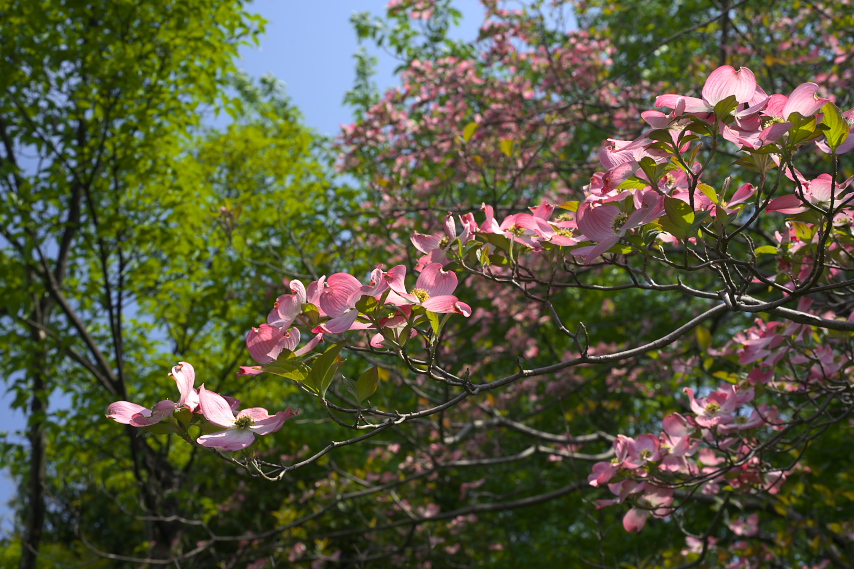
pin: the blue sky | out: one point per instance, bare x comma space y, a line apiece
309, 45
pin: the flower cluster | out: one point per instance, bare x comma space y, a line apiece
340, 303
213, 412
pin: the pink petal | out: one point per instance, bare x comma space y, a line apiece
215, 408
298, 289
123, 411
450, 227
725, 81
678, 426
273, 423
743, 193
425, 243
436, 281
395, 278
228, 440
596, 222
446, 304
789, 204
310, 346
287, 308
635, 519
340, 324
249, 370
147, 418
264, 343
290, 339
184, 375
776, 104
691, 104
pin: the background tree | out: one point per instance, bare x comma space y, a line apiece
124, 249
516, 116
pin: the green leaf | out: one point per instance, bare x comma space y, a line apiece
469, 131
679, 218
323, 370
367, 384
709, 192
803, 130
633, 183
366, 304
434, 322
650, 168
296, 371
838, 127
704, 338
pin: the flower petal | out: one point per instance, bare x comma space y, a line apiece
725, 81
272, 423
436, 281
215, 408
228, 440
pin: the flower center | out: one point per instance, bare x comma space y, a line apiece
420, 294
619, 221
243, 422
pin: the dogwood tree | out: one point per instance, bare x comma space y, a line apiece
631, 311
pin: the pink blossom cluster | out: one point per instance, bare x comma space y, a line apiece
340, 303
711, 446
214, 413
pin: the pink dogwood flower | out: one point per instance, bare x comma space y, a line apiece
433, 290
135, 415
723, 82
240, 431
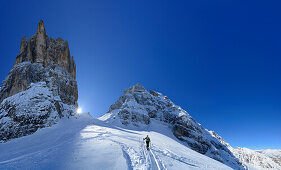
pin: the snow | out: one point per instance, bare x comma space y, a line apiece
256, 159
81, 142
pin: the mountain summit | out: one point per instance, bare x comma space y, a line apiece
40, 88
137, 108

++++++++++++++++++++

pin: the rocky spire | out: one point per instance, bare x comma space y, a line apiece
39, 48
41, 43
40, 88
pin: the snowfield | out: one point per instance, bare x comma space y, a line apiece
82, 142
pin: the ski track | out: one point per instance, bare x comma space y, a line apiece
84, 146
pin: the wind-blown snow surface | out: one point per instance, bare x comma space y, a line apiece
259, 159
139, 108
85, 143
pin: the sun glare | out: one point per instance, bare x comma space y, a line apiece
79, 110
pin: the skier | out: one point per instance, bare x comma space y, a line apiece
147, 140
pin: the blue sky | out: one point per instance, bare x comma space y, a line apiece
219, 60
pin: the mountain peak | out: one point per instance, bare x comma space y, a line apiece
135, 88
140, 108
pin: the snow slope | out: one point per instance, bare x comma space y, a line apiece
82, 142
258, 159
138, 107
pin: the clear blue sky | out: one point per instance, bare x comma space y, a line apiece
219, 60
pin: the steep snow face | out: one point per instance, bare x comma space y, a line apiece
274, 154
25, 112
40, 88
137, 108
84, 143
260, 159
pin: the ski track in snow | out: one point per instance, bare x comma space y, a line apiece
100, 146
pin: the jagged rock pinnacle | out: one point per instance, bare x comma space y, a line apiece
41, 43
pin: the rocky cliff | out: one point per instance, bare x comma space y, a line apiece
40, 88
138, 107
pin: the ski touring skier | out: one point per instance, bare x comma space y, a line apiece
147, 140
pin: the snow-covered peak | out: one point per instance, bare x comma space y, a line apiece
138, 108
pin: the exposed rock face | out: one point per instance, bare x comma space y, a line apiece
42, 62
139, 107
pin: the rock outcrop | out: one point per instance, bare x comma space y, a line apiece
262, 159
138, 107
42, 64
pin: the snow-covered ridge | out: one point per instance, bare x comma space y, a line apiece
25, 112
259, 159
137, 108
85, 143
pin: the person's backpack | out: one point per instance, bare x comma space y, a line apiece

++++++++++++++++++++

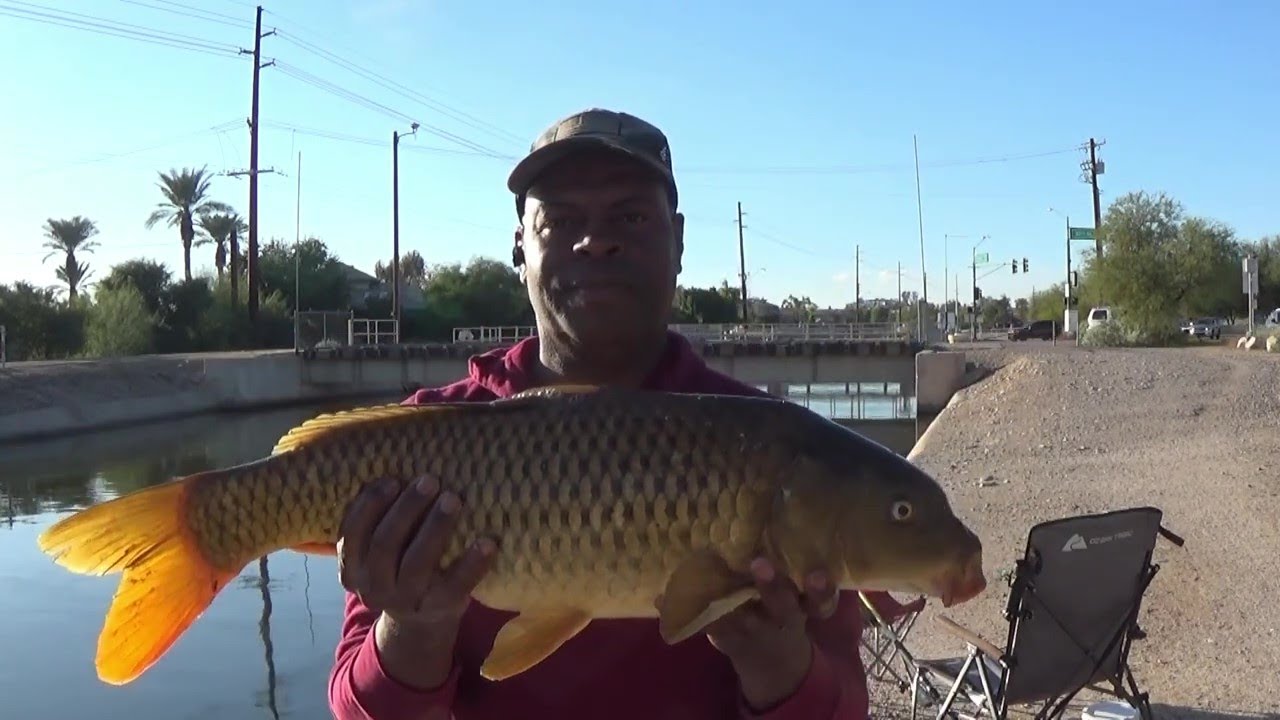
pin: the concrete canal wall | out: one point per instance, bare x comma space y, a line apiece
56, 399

++++++++++++++++++++

- _Required work_:
Write down again, exactly as given, only the lines above that fall from the line with "pin: the clear" to the line with "pin: the person's", inclusive.

- _Result of the task_:
pin: the clear blue sky | out: one point per instance, bare x comma space y, a line apiece
219, 60
pin: the steep snow face | out: one point per instance, bare x comma space y, a line apiece
274, 154
25, 112
40, 88
137, 108
84, 143
260, 159
pin: the ski track in snow | out: one point per instance, bare x comma space y, a line apiece
100, 146
pin: the jagged rock pinnacle | out: one point per instance, bare x comma space y, a line apiece
41, 43
pin: the rocky cliff | out: one point per instance, bare x comma space y, a line apiece
40, 88
138, 107
pin: the ski touring skier | out: one point per instance, bare x comma space y, a line apiece
147, 140
pin: the snow-covered peak | out: one point per instance, bare x comma space y, a line apiece
138, 108
pin: the exposed rock face | out: one point per instance, bare x comma space y, a line apiece
42, 62
139, 107
pin: the rock outcrop | out: one point per instance, bare x comma space y, a line apiece
262, 159
138, 107
42, 64
pin: the snow-covered ridge | out: one point per instance, bare x comma space y, a line apiece
25, 112
259, 159
137, 108
85, 143
pin: the person's backpack | out: one point per instance, bare x comma space y, a line apiece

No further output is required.